Set down each record below exactly as it stands. Pictures are not part of the copy.

╭─ Data for the task

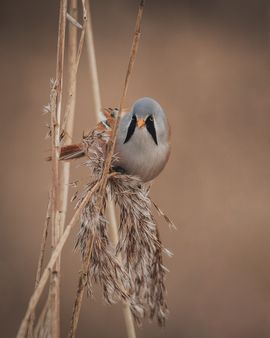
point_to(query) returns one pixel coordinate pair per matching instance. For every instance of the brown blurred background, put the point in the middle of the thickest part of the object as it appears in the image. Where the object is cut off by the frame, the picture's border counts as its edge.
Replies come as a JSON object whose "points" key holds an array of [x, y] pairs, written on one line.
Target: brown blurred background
{"points": [[207, 63]]}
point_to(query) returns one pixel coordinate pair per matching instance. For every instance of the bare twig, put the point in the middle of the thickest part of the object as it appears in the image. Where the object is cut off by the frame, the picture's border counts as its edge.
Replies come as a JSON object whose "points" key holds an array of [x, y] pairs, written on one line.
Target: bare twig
{"points": [[92, 64], [104, 177], [74, 21]]}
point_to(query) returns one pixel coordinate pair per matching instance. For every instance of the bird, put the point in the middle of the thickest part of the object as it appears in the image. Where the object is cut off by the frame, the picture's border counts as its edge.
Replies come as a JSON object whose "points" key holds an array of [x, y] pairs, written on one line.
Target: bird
{"points": [[142, 141]]}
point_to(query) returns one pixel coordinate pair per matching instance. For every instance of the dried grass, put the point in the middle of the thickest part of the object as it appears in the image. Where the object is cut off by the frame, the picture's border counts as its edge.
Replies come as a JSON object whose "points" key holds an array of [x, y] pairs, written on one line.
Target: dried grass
{"points": [[129, 267]]}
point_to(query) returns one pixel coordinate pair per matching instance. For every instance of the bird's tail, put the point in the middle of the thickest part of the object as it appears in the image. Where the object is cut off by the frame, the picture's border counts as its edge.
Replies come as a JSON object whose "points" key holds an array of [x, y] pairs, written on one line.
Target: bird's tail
{"points": [[70, 152]]}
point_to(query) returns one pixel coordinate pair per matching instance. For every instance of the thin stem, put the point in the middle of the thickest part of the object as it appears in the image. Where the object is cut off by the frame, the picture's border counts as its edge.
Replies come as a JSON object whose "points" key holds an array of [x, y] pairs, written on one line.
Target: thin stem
{"points": [[104, 178], [92, 64], [97, 104], [41, 259], [55, 128], [47, 270]]}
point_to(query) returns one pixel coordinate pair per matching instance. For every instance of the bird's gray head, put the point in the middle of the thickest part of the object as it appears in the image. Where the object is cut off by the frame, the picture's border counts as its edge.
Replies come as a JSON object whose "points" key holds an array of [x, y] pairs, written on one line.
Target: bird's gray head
{"points": [[147, 113]]}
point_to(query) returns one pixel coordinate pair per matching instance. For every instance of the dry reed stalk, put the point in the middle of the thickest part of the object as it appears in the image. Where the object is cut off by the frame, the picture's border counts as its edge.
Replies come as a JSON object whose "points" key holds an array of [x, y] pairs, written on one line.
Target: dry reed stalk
{"points": [[97, 104], [54, 256], [104, 177], [41, 259], [54, 291], [59, 194]]}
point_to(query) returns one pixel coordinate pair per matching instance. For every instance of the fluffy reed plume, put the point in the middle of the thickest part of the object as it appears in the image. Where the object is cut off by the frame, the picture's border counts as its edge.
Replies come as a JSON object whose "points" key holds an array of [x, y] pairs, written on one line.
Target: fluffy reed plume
{"points": [[138, 277]]}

╰─

## Response to this task
point_to(query) returns one pixel coordinate pair per matching instance. For every instance of the brown blurred background, put the point in the middle of the thickest part of the object as it appears in the image. Where the object is cut off by the frame, the picture's border counts as its edge.
Replies come as a JSON object whose "points" key holds an array of [x, y] pairs, written on one line.
Target: brown blurred background
{"points": [[207, 63]]}
point_to(query) returns one pixel coordinate pair per matching instance. For every instance of the bare twig, put the point in the middle of the thickest part of the object as it appears in the image. Where the object is cut off by the frame, the picture's border counts as its edge.
Replies come as a JSON object whose "points" key holds an array of [x, y] pairs, written on one line.
Target: bare twig
{"points": [[92, 64], [104, 177], [74, 21]]}
point_to(query) returns one pixel coordinate pair per matching instance. For every instance of the bird, put the point in the middle of the thickest part of the object as it appears in the image. Where the object is cut off by the frame, the picture's border counts as its edge.
Replies come as a JSON object whose "points" key holds an array of [x, y] pairs, written on one line.
Target: bird
{"points": [[142, 141]]}
point_to(query) returns one pixel coordinate pair per matching instance. For every instance of the dried grass, put the point in the middle of the thickest part of the object as it appears in the image. Where the object is cut off by the frame, the picture's border counts as its edge.
Replies come as a JSON object whose "points" key holds an array of [x, y] pairs, written on one line.
Target: dried grass
{"points": [[129, 267]]}
point_to(query) returns one pixel coordinate pair per matching instance. For every instance of the bird's tail, put the point in the middle of the thickest part of the object as it appears in the image. Where the object is cut off by the frame, the picture's border counts as its edge.
Replies come as a JSON object whose "points" key holds an array of [x, y] pairs, written on one line.
Target: bird's tail
{"points": [[70, 152]]}
point_to(query) returns one pixel coordinate pair per matching instance. For every instance of the thin stem, put the point in the middle of the thickest part of the object as it appears in the image. Where the object is cut off by the frame, the picture's border counts as its edge.
Replies come as a JSON object whose "points" key holds an array of [x, y] pairs, written on one line.
Target: thin stem
{"points": [[104, 178], [92, 64], [97, 104], [41, 259], [55, 128], [47, 270]]}
point_to(query) returns one pixel coordinate pair per matching instance. For every instance of the bird's gray head, put the point in the middle of the thickest part of the object as it appears in the image. Where the object is cut off by the frame, the picture's border counts as its edge.
Replies come as a JSON object whose "points" key holds an array of [x, y] pairs, written on one line.
Target: bird's gray head
{"points": [[147, 113]]}
point_to(query) returns one pixel coordinate pair per matching instance. For every instance of the dry reed stalk, put the point in the middle of the thickest part of the object as it appears in the image. Where the object is cut off by the frame, the picture's border counts as its edge.
Replies come as a JSON object whose "points" key holds an array of [x, y] pairs, written on one line.
Target: dry reed stalk
{"points": [[97, 104], [54, 256], [104, 177], [41, 259], [54, 291], [59, 194]]}
point_to(query) returns one pixel coordinate pair per matching instance. For every instance of the fluffy reed plume, put the point in the middle of the thickest part of the object as it appears in the image. Where the object is cut off by the frame, the picture's border counts as its edge.
Replies come as a JSON object whose "points" key holds an array of [x, y] pairs, written on one line.
Target: fluffy reed plume
{"points": [[138, 277]]}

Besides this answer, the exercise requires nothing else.